→ **Exercise**
Copy every one of the rows below word for word, and leave the pictures out of your copy.

BEGIN Given data

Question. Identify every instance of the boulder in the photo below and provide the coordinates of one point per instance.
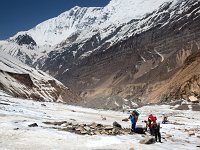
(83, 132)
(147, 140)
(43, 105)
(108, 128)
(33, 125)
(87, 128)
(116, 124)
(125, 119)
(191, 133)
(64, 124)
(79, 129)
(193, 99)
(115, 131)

END Given data

→ **Result for this task**
Question. Identify every instance of the boulder in the photo below and provide the coordinates of one point per instance.
(83, 132)
(147, 140)
(43, 105)
(108, 128)
(33, 125)
(87, 128)
(116, 124)
(125, 119)
(191, 133)
(64, 124)
(79, 129)
(193, 99)
(115, 131)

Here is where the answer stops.